* [Task directions] In the lines below, swap every "single pin" for "single marker" and keep everything else unchanged.

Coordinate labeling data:
------------------------------

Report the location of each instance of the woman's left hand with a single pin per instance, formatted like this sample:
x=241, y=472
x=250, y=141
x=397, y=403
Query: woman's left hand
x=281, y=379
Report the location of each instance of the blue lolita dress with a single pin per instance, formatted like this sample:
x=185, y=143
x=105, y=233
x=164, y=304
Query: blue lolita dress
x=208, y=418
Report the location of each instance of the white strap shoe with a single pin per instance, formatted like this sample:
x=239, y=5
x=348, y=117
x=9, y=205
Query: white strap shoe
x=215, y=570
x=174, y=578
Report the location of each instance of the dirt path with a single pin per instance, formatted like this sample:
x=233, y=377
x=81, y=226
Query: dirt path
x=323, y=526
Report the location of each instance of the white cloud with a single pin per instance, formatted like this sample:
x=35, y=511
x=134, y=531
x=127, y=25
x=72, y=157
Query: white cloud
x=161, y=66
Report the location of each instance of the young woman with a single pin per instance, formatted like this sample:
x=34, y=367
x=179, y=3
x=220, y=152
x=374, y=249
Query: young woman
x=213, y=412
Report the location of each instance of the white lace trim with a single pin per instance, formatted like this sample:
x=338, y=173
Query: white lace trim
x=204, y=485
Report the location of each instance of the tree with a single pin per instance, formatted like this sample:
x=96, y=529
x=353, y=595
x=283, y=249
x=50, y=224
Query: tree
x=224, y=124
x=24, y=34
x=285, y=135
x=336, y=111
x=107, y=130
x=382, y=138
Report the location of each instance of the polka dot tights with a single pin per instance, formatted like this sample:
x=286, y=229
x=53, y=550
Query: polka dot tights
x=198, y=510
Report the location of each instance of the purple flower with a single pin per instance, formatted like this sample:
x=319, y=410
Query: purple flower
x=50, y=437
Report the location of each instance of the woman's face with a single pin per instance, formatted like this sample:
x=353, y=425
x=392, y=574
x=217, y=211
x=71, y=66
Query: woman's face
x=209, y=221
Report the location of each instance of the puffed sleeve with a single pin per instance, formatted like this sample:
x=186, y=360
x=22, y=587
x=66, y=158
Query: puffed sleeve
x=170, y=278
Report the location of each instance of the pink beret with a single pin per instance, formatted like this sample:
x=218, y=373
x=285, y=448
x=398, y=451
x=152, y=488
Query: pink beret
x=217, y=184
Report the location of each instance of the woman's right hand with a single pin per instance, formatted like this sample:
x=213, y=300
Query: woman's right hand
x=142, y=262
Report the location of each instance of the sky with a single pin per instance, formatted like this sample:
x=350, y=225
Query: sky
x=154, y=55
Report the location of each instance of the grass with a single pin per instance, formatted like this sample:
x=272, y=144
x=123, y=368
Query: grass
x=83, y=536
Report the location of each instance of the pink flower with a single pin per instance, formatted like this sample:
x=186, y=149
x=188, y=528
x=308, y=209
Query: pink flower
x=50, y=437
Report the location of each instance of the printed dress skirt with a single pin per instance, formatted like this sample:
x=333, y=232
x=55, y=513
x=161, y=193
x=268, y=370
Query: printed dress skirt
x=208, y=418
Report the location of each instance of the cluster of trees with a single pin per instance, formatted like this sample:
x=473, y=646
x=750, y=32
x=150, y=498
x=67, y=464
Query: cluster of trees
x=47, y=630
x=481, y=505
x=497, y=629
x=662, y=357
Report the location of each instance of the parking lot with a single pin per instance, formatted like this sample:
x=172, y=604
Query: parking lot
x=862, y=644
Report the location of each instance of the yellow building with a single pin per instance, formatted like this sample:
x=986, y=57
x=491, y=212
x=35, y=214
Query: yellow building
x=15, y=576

------------------------------

* [Solution to this exercise]
Report the location of each instance of the woman's left hand with a single marker per instance, formatted like this sample:
x=241, y=472
x=250, y=141
x=397, y=403
Query: woman's left hand
x=281, y=379
Report the location of each instance of the blue lolita dress with a single marker per instance, formatted like this sample:
x=185, y=143
x=105, y=233
x=164, y=304
Query: blue lolita dress
x=208, y=418
Report the location of each instance of the white strap shoe with a single marker per instance, formatted like this sample:
x=239, y=5
x=348, y=117
x=9, y=205
Query: white strap shoe
x=215, y=570
x=174, y=578
Report the location of each instance of the dirt path with a single marker per instance, formatted like this sample:
x=233, y=377
x=81, y=226
Query: dirt path
x=323, y=526
Report the location of each instance of the white cloud with a single marker per instance, formatted like this sample:
x=35, y=511
x=134, y=531
x=127, y=25
x=72, y=157
Query: white cloud
x=161, y=66
Report the location of each instance of the young woman with a single marker per instance, formatted like this sample:
x=34, y=367
x=179, y=3
x=220, y=152
x=374, y=249
Query: young woman
x=213, y=412
Report the location of each instance of the white lace trim with a single marker per instance, formatted like this sample:
x=338, y=173
Query: white lace trim
x=204, y=485
Report the location of each instance of the tree with a single marker per instance, formatted like this sample:
x=96, y=529
x=353, y=595
x=283, y=249
x=50, y=224
Query: tree
x=224, y=124
x=24, y=34
x=285, y=135
x=336, y=111
x=107, y=130
x=382, y=138
Report the location of each instance of the polka dot tights with a single marker per instance, formatted like this sample:
x=286, y=229
x=53, y=550
Query: polka dot tights
x=198, y=510
Report the location of each instance of the purple flower with a single marker per instance, formatted like this sample:
x=319, y=410
Query: purple flower
x=50, y=437
Report the location of each instance of the woman's face with a single marker per instance, formatted like this sample:
x=353, y=425
x=392, y=574
x=217, y=211
x=71, y=66
Query: woman's face
x=209, y=221
Report the location of each instance of the puffed sleeve with a single marker per instance, formatted like this sample:
x=186, y=360
x=22, y=587
x=66, y=158
Query: puffed sleeve
x=170, y=278
Report the location of each instance of the pink beret with a single marker per instance, formatted like this sample:
x=218, y=373
x=285, y=448
x=398, y=451
x=152, y=488
Query: pink beret
x=217, y=184
Report the location of each instance of the woman's right hand with a single marker per instance, formatted like this sample:
x=213, y=300
Query: woman's right hand
x=142, y=262
Report the location of each instance of the sky with a single marker per instance, formatted like this sample:
x=350, y=225
Query: sky
x=154, y=55
Report the location of each instance of the grass with a single marker per instance, formatted like this sample:
x=272, y=144
x=123, y=368
Query: grass
x=83, y=536
Report the location of each instance of the pink flower with a single marker per instance, formatted like this sample:
x=186, y=149
x=188, y=528
x=308, y=209
Query: pink flower
x=50, y=437
Report the location of each instance of the printed dress skirt with a single marker per instance, formatted like this sample:
x=333, y=232
x=55, y=513
x=161, y=193
x=268, y=370
Query: printed dress skirt
x=208, y=418
Report the location of each instance of the cluster of trees with a single marker per instance, formatted like this sample:
x=473, y=646
x=750, y=32
x=150, y=498
x=67, y=464
Query: cluster of trees
x=47, y=630
x=481, y=505
x=497, y=629
x=662, y=357
Report the location of each instance of the parking lot with a single marker per instance, formatted like this sample:
x=172, y=604
Query: parking lot
x=862, y=644
Report the location of each instance of the yellow building with a single marker per instance, formatted like this sample:
x=986, y=57
x=491, y=212
x=35, y=214
Query: yellow building
x=15, y=576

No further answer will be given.